*What this task involves*
Output only the span of lines that begins at the line containing "Teacher note: have the class pick out the blue denim" and ends at the last line of the data, both included, exactly as they appear.

*Data*
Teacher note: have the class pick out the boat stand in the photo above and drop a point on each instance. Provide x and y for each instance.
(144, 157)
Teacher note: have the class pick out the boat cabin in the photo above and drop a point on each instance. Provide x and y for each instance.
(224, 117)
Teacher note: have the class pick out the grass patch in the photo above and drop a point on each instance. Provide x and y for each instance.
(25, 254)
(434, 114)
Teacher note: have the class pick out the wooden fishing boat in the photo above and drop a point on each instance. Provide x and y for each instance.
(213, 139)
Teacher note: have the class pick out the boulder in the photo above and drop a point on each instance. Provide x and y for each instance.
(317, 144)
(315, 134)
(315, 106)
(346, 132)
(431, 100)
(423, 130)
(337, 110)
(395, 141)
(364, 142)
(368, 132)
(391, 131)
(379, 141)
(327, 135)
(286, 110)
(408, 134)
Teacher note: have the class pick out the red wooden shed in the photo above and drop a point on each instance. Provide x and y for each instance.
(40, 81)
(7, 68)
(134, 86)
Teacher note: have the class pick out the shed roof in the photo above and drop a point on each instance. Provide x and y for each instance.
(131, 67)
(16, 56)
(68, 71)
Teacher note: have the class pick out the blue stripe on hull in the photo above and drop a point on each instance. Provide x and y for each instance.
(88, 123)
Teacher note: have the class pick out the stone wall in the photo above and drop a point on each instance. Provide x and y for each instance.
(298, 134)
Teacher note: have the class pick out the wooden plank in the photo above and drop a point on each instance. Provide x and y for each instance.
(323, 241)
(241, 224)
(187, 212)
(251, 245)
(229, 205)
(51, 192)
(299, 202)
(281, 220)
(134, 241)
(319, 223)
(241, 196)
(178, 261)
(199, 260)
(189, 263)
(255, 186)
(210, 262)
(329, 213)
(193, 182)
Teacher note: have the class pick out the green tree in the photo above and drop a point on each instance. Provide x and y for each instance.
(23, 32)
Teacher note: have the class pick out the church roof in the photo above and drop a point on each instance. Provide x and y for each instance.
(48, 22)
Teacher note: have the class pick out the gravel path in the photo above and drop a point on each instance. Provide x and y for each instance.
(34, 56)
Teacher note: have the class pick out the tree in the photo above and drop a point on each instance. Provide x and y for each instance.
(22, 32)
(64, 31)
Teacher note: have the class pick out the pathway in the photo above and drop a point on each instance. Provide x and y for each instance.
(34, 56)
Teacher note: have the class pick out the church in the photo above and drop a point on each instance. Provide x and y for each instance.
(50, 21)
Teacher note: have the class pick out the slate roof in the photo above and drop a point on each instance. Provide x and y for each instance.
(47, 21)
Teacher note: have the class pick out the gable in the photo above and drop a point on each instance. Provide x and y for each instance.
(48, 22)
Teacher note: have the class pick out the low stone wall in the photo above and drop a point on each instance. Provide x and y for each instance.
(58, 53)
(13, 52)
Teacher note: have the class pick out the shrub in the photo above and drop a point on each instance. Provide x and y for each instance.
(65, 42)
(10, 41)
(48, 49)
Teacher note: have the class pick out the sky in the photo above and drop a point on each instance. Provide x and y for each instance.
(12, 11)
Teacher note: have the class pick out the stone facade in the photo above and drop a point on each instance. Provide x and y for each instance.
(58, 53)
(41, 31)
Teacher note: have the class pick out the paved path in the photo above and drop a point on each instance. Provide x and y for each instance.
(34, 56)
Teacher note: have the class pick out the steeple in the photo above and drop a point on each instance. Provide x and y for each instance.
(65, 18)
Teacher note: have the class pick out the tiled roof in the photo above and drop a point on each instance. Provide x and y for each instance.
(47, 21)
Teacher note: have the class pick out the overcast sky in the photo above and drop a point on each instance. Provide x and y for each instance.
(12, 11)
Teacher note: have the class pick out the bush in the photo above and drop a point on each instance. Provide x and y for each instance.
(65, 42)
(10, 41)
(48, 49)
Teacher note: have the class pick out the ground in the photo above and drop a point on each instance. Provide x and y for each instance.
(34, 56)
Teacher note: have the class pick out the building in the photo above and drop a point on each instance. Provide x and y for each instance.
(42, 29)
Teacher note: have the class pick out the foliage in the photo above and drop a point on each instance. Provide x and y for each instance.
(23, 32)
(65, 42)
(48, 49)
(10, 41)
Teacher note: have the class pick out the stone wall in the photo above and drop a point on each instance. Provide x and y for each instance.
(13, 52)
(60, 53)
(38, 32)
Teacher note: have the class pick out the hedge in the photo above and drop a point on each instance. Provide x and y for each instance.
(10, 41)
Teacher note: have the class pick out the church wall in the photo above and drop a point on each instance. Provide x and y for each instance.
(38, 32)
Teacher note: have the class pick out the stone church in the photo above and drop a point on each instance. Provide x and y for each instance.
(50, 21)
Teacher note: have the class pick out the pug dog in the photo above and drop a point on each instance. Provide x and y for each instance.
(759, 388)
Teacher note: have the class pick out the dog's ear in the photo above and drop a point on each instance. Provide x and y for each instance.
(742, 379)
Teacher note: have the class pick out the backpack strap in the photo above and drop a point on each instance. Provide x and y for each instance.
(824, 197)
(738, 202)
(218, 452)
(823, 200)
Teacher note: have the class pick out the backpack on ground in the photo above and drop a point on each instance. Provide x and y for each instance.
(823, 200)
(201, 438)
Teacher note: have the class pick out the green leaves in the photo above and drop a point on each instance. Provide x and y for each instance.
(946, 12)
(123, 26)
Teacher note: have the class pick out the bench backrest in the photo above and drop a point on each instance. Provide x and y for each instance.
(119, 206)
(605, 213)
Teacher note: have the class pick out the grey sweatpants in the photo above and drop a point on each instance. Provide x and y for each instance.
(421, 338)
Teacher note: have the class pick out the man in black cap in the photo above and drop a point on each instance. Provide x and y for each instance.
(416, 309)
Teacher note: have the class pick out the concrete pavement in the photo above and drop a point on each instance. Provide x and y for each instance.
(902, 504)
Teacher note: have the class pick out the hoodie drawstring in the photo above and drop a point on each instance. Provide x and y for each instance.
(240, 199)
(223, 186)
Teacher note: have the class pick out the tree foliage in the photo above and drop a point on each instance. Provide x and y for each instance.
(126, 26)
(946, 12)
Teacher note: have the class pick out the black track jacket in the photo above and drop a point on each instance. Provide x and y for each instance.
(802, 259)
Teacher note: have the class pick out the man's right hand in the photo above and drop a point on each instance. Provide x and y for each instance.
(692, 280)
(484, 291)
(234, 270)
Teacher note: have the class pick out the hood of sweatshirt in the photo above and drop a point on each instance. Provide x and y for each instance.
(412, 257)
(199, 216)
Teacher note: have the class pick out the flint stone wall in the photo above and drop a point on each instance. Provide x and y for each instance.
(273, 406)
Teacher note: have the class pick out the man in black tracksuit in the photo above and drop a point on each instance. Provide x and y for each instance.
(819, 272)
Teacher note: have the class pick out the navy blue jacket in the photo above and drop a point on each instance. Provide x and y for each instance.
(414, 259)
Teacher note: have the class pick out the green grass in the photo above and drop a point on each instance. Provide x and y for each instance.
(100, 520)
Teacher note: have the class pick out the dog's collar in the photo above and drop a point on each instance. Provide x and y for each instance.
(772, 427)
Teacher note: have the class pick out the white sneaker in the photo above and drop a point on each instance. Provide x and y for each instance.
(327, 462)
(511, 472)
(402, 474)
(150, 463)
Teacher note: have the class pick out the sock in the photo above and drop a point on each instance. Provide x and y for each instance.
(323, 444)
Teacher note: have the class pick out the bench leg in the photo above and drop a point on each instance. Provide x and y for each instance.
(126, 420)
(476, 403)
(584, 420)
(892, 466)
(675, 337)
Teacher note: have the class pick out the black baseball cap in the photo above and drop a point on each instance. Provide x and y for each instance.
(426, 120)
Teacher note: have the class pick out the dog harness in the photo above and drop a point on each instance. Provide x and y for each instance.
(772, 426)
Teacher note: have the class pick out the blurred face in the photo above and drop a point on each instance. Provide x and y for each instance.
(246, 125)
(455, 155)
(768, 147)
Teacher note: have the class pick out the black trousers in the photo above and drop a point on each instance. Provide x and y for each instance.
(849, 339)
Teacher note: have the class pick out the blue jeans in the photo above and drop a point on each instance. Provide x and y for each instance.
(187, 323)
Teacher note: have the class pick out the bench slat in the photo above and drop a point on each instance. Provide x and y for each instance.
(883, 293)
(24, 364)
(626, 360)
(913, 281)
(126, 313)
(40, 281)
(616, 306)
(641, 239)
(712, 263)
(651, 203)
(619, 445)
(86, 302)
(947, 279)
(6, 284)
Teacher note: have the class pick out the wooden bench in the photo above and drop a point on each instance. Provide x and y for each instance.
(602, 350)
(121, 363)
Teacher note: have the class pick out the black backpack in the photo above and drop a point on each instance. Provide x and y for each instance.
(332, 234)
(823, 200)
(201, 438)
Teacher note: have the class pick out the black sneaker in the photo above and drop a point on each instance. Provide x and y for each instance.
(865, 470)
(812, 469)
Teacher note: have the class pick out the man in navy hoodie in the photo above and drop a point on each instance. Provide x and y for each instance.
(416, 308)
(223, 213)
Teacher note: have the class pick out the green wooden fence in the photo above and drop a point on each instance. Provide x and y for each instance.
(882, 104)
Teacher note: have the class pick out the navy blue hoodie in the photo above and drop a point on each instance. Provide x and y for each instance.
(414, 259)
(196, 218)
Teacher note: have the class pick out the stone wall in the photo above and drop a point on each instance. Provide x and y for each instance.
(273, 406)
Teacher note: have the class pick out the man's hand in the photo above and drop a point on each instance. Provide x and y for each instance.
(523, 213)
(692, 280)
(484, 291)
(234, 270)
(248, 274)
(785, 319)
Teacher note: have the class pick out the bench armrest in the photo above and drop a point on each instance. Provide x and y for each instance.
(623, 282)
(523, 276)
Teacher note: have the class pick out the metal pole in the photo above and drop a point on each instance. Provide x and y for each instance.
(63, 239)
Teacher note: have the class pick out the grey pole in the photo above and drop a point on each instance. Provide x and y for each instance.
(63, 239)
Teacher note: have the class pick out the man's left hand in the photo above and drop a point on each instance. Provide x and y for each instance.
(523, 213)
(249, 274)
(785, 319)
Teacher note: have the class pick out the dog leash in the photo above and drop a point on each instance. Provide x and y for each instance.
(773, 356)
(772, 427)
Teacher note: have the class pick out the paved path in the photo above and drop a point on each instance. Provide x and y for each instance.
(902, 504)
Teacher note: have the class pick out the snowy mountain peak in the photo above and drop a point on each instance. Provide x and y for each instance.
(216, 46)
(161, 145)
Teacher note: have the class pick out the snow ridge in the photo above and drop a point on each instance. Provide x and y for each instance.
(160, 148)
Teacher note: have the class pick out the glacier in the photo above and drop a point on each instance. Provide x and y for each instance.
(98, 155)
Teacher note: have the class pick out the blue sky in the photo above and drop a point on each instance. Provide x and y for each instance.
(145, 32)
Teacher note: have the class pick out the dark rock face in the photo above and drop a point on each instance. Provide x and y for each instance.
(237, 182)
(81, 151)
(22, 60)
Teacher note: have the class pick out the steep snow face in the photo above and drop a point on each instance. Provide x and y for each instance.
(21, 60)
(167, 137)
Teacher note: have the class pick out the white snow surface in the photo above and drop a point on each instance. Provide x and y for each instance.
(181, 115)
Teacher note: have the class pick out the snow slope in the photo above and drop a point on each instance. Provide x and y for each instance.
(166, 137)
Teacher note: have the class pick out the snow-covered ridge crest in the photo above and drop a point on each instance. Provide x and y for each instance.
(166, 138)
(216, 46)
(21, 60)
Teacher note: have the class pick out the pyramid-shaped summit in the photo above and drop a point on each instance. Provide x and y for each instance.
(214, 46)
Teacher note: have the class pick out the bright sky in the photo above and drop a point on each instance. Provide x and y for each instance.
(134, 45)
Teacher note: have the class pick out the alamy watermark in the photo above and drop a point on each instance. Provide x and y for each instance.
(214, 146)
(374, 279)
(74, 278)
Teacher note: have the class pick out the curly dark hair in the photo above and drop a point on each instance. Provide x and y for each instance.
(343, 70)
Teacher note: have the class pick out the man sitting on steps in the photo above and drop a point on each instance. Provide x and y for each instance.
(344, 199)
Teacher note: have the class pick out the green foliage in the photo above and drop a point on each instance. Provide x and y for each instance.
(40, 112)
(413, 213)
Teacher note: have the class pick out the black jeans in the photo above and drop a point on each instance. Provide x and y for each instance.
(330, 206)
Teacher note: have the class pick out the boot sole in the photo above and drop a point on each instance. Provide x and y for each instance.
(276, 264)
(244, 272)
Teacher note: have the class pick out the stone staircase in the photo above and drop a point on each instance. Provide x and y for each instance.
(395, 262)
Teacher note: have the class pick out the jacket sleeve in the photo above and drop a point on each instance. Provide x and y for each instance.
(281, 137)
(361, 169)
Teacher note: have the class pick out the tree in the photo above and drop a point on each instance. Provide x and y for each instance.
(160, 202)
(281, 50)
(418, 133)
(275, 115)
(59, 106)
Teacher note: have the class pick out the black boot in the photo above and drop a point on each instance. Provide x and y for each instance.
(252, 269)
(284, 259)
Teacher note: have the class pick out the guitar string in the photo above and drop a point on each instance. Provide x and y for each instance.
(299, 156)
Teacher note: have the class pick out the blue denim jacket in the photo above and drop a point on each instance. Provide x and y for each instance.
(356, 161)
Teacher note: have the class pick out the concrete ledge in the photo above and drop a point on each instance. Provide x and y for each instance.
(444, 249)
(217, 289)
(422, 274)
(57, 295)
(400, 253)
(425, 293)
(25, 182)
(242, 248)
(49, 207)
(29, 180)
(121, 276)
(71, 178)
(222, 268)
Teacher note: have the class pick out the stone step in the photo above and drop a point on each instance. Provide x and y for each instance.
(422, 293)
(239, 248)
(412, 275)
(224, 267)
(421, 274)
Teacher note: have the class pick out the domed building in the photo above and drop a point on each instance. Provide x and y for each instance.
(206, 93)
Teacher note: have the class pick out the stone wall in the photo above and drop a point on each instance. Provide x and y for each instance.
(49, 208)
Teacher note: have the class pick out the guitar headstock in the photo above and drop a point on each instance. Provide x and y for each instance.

*Response*
Teacher note: have the class pick out the blue denim jacket in the photo above and drop a point on each instance. Provide x and y for each instance.
(356, 161)
Teacher note: have the class pick out the concrete ledge in the photo above and drop a point on each instance. Provide x and y for each instance.
(444, 249)
(217, 289)
(422, 274)
(57, 295)
(400, 253)
(425, 293)
(25, 182)
(242, 248)
(49, 207)
(29, 180)
(121, 276)
(71, 178)
(222, 268)
Teacher note: have the class pick out the stone step in the photo above and drop a point on each instance. Provide x and y for each instance.
(422, 293)
(239, 248)
(412, 275)
(224, 267)
(421, 274)
Teacher note: have the class pick out the domed building in the photo above and drop a point on each instance. Provide x and y for each instance.
(206, 93)
Teacher note: have the class pick out the stone wall in the photo above and drop a point on each instance. Provide x and y for each instance.
(49, 208)
Teacher note: have the class pick out the guitar headstock in the photo above and drop a point on each instance. Provide x and y for each instance.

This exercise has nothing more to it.